WORK INSTRUCTIONS:
Please count the lines in the records below that contain the word "black". Reply with the number alone.

DATA FOR THIS TASK:

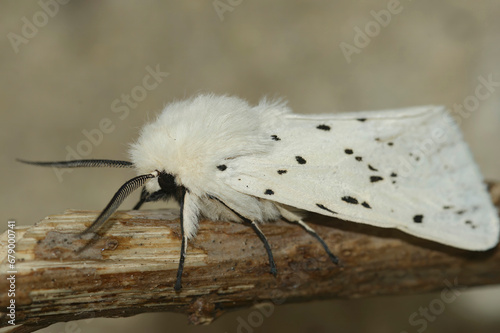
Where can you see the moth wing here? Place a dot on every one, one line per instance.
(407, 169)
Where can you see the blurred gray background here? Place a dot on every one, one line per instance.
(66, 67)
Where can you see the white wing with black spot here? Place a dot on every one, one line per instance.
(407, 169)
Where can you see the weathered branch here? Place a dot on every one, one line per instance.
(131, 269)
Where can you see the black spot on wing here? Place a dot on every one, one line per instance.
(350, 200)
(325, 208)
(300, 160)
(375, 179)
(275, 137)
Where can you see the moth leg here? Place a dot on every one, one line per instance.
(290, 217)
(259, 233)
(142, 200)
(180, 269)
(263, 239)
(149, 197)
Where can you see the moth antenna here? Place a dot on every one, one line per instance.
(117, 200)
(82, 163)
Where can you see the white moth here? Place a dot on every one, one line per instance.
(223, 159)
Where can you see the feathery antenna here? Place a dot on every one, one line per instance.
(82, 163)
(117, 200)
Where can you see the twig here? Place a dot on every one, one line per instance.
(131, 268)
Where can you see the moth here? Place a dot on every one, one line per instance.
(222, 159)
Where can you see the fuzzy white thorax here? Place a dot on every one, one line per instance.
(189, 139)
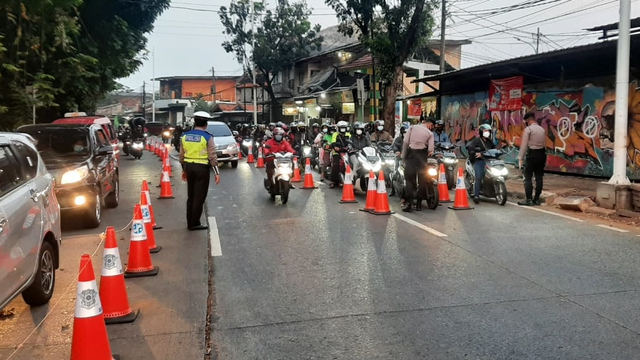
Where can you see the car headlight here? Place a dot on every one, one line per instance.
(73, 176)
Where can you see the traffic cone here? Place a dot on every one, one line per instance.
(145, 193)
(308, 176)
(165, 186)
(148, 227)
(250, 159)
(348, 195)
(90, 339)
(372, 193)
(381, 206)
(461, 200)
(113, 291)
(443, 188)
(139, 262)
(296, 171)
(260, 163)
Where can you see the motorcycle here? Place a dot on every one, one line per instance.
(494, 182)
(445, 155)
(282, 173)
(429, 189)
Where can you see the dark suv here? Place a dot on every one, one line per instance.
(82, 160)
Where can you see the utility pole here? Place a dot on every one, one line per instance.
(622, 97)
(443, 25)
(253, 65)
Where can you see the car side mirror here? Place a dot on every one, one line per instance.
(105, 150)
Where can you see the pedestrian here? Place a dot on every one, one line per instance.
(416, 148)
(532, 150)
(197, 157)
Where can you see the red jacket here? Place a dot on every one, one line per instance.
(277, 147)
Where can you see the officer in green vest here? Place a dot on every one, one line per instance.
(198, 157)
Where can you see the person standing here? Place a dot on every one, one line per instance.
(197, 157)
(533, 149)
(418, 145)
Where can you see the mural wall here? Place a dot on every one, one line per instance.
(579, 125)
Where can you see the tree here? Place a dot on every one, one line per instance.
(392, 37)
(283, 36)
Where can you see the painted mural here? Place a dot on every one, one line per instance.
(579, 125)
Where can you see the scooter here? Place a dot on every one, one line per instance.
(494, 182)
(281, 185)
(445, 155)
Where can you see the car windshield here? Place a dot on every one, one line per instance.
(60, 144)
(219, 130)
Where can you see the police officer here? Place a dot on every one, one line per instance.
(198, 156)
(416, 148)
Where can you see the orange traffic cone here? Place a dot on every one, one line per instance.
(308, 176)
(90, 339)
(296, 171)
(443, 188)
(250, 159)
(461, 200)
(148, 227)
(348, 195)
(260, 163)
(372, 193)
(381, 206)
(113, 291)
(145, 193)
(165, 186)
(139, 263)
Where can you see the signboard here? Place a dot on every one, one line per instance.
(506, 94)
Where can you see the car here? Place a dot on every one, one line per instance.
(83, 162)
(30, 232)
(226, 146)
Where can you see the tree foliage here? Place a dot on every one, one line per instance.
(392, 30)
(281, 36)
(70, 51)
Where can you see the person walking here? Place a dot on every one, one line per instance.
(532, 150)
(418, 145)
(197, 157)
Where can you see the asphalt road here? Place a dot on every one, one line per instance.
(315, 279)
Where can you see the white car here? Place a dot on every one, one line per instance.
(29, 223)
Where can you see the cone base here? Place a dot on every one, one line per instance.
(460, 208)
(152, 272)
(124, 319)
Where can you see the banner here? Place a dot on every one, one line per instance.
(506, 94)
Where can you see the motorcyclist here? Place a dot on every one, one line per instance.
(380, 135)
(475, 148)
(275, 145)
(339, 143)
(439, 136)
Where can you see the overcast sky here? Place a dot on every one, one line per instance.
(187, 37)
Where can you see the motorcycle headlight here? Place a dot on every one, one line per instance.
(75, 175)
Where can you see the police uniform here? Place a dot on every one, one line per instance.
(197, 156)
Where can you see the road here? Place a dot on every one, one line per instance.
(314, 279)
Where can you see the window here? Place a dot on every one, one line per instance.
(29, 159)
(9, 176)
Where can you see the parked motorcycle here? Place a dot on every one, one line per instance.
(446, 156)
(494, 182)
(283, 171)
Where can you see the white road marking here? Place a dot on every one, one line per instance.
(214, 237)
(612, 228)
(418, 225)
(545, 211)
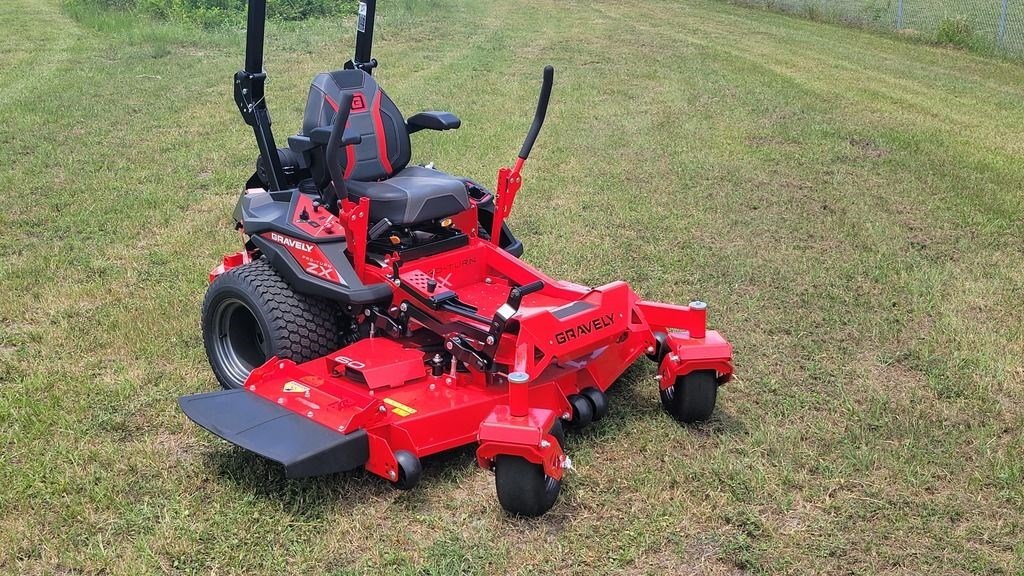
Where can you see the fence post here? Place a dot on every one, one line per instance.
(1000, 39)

---

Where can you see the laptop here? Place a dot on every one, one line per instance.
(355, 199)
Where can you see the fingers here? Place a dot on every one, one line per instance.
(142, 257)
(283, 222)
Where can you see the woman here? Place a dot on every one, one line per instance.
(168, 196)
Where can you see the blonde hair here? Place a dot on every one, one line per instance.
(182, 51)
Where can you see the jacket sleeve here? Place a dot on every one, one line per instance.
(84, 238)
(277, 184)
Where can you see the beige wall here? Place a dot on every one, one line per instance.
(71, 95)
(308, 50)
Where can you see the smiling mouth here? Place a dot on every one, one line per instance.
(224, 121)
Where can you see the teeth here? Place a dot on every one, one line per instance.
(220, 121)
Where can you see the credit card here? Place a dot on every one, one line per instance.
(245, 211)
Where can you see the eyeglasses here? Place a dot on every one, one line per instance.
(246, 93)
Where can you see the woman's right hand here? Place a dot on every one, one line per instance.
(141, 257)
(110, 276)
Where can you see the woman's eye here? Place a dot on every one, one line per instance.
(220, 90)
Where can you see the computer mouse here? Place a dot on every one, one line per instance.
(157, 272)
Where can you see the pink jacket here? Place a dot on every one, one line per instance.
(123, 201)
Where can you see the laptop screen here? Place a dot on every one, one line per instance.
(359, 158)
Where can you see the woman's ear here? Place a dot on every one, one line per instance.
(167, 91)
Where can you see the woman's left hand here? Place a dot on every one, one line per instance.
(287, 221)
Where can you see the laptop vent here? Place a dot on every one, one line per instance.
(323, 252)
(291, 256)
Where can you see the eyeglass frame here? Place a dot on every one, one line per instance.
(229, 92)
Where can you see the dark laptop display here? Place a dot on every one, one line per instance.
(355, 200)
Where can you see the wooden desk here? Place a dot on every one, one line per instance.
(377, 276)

RESULT OF THIS TASK:
2